> INSTRUCTIONS FOR THE TASK:
Copy out all of the entries below word for word, without changing anything.

> MATERIALS PROVIDED:
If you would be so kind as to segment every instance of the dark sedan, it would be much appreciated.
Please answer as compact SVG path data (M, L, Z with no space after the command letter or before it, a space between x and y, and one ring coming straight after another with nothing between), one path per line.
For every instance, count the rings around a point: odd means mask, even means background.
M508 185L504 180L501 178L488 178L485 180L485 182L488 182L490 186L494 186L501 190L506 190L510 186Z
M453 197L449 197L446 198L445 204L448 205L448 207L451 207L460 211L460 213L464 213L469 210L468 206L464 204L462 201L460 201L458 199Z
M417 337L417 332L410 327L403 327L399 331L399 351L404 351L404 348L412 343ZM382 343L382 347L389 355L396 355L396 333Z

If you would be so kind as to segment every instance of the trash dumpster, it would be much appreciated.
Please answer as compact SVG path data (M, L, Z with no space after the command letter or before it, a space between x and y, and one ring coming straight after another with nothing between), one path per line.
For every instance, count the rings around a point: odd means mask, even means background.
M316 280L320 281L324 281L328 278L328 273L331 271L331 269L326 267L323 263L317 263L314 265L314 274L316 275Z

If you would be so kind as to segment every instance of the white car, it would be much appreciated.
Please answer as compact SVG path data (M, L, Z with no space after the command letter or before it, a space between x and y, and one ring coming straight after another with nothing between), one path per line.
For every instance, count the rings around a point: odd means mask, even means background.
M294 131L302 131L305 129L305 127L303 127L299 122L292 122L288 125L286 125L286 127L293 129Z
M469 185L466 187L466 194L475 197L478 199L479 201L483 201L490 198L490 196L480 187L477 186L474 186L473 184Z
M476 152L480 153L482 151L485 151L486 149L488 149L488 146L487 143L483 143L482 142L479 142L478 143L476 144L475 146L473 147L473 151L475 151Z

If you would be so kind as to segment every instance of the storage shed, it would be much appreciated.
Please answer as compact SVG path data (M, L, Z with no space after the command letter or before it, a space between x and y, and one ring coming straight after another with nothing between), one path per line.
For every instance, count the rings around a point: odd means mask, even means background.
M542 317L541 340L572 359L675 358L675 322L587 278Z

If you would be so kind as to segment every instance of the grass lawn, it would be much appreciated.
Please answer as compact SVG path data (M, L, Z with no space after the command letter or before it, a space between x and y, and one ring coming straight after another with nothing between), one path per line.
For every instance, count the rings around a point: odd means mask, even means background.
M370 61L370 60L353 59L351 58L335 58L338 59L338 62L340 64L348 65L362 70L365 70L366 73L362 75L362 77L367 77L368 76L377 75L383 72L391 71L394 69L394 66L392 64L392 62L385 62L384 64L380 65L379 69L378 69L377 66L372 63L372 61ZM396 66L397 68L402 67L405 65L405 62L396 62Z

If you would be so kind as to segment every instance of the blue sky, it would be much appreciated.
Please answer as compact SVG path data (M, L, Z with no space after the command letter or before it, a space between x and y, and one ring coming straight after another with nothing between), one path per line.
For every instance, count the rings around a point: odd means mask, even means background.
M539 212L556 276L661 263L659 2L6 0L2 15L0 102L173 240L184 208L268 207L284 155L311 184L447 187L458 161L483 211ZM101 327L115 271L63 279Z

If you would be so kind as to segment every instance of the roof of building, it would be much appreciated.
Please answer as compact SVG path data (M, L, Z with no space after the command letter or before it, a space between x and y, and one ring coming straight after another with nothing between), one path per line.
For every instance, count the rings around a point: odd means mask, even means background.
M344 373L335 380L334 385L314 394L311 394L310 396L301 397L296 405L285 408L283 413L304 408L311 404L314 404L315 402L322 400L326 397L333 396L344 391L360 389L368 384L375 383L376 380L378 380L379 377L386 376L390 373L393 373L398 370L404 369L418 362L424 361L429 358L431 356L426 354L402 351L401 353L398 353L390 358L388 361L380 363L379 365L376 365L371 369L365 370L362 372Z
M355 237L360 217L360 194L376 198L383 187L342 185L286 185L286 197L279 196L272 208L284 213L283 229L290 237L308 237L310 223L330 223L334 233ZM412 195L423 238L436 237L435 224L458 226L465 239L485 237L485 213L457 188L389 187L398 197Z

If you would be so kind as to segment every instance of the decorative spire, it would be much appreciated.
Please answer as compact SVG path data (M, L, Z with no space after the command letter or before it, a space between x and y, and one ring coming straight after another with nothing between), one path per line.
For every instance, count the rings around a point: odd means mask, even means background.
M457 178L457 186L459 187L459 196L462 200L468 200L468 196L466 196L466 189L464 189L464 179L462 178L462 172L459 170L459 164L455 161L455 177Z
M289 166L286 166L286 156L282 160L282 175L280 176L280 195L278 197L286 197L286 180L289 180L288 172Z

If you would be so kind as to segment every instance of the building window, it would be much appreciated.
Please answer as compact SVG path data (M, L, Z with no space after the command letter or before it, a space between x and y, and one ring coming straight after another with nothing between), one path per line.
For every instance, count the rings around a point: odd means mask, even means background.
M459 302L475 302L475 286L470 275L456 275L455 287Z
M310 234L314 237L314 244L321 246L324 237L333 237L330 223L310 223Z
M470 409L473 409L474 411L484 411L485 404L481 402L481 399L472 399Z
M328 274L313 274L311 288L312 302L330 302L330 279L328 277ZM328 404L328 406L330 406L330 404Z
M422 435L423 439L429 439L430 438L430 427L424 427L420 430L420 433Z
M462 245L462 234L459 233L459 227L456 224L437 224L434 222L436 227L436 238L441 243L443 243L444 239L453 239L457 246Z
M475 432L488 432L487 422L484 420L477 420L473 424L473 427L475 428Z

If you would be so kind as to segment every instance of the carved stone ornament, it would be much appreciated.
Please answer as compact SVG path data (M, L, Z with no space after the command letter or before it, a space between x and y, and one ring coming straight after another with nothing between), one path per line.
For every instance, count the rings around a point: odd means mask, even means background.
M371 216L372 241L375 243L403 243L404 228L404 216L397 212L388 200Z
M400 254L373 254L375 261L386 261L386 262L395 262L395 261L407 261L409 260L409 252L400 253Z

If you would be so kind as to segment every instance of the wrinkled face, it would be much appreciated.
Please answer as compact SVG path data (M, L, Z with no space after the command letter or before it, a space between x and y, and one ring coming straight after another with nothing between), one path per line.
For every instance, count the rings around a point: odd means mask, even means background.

> TASK RESULT:
If you would be so kind as to segment every instance of the dark sedan, it would be much appreciated.
Please answer as compact SVG path data (M, L, Z with no space after the command letter or before it, a space between x and y, and one ring coming straight after another with nothing between), one path per line.
For every instance, count the rings around a point: odd means mask, even means background.
M508 185L504 180L501 178L488 178L485 180L485 182L488 182L490 186L494 186L501 190L506 190L510 186Z
M453 197L449 197L446 198L445 204L448 205L448 207L451 207L460 211L460 213L464 213L469 210L468 206L464 204L462 201L460 201L458 199Z
M417 337L417 332L410 327L403 327L399 331L399 351L404 351L404 348L412 343ZM382 343L382 347L389 355L396 355L396 333Z

If you would be so kind as to segment every instance of the trash dumpster, it would be much appreciated.
Please answer as compact SVG path data (M, L, Z with no space after the command letter or before it, a space between x and y, and one ring coming straight after another with nothing between), one path per line.
For every instance, count the rings around a point: odd means mask, even means background.
M316 280L320 281L324 281L328 278L328 273L331 271L331 269L326 267L323 263L317 263L314 265L314 274L316 275Z

If you would be so kind as to segment every instance of the white car, it would be much appreciated.
Please answer as compact SVG path data (M, L, Z with no space after the command letter or before it, a space between x and y, and one ring coming straight after another with nothing between), one path per line.
For every instance, count the rings around a point: odd means mask, even means background.
M294 131L302 131L305 129L305 127L303 127L299 122L292 122L288 125L286 125L286 127L293 129Z
M469 185L466 187L466 194L475 197L478 199L479 201L483 201L490 198L490 196L480 187L477 186L474 186L473 184Z
M476 152L480 153L482 151L485 151L486 149L488 149L488 146L487 143L483 143L482 142L479 142L478 143L476 144L475 146L473 147L473 151L475 151Z

If you would be so kind as to segment every instance of the storage shed, it would be much appreciated.
Please answer as compact SVG path data (M, L, Z with no space after the command letter or before it, a space between x and y, and one ring coming straight after another with nothing between), one path per line.
For every instance, count the rings around a point: odd means mask, even means background.
M542 317L541 340L572 359L675 358L675 322L587 278Z

If you would be so kind as to segment every instance of the grass lawn, it would be much appreciated.
Please answer as compact SVG path data (M, L, Z with no space after the command letter or before it, a space between x and y, and one ring coming straight after another with nothing between), one path per line.
For every instance, count the rings around a point: odd means mask, even means background.
M370 61L370 60L353 59L351 58L335 58L338 59L338 62L340 64L348 65L362 70L365 70L366 73L362 75L362 77L367 77L368 76L377 75L383 72L391 71L394 69L394 66L392 64L392 62L385 62L384 64L380 65L379 69L378 69L377 66L372 63L372 61ZM396 66L397 68L402 67L405 65L405 62L396 62Z

If you would be so kind as to segment every instance of the blue sky, it would be much appreciated.
Please answer as compact SVG path data (M, L, Z with no space after the command letter or before it, a space between x and y, and one ring coming straight after another with nothing between), one path per line.
For every instance, count the rings around a point: odd means mask, even means background.
M539 212L556 276L661 263L659 2L6 0L2 15L0 102L173 240L184 208L268 207L284 155L311 184L447 187L458 161L483 211ZM101 327L115 271L63 279Z

If you would be so kind as to segment every instance of the roof of building, it would be much appreciated.
Please answer as compact SVG path data (M, L, Z with no space after the command letter or before it, a space between x and y, and one ring coming straight after another with nothing between), one path per line.
For every instance, count the rings around a point: odd means mask, even means background.
M344 373L335 380L334 385L314 394L311 394L310 396L301 397L296 405L285 408L283 413L304 408L311 404L314 404L315 402L322 400L326 397L333 396L344 391L360 389L368 384L375 383L376 380L378 380L379 377L386 376L390 373L393 373L398 370L404 369L418 362L424 361L429 358L431 356L426 354L402 351L401 353L398 353L390 358L388 361L380 363L379 365L376 365L371 369L365 370L362 372Z
M355 237L360 217L360 194L376 198L383 187L342 185L286 185L286 197L279 196L272 208L284 213L283 229L290 237L308 237L310 223L330 223L334 233ZM412 195L423 238L436 237L435 224L458 226L465 239L485 237L485 213L457 188L389 187L398 197Z

If you would be so kind as to segment every instance of the decorative spire, it would be much appreciated.
Please answer as compact SVG path data (M, L, Z with no space after the command letter or before it, a space between x and y, and one ring coming straight after another with nothing between), one path per line.
For every instance, count the rings around a point: odd means mask, even means background.
M457 178L457 186L459 187L459 196L462 200L468 200L468 196L466 196L466 189L464 189L464 179L462 178L462 172L459 170L459 164L455 161L455 177Z
M289 166L286 166L286 156L282 160L282 175L280 176L280 195L278 197L286 197L286 180L289 180L288 172Z

If you would be so kind as to segment every instance of the building window, it would be much appreciated.
Please answer as compact SVG path data (M, L, Z with no space after the command letter or before it, a space between x and y, and one ring coming straight after another with nothing between), one path per line.
For every instance, count the rings around a point: odd means mask, even means background.
M459 302L475 302L475 286L470 275L456 275L455 287Z
M310 234L314 237L314 244L321 246L324 237L333 237L330 223L310 223Z
M470 409L473 409L474 411L484 411L485 404L481 402L481 399L472 399Z
M328 274L313 274L311 288L312 302L330 302L330 279L328 277ZM328 404L328 406L330 406L330 404Z
M422 435L423 439L429 439L430 438L430 427L424 427L420 430L420 433Z
M462 245L462 234L459 233L459 227L456 224L437 224L434 222L436 227L436 238L441 243L443 243L444 239L453 239L457 246Z
M475 432L488 432L487 422L484 420L477 420L473 424L473 427L475 428Z

If you would be so kind as to segment every instance of the carved stone ornament, it would be much appreciated.
Please answer as compact SVG path data (M, L, Z with no space after the command letter or before it, a space between x and y, and one ring coming straight after another with nothing between), one path per line.
For every instance, count the rings around a point: odd means mask, even means background.
M371 216L372 241L375 243L403 243L404 228L404 216L397 212L388 200Z
M400 254L373 254L375 261L386 261L386 262L395 262L395 261L407 261L409 260L409 252L400 253Z

If you would be so kind as to segment every instance of the wrinkled face, it would be much appreciated.
Please answer as compact SVG path data (M, L, Z with no space after the command letter or before it, a space between x and y, and one ring coming straight after another with nothing between), one path per line.
For every instance, count the rings around a point: odd means mask, even means background.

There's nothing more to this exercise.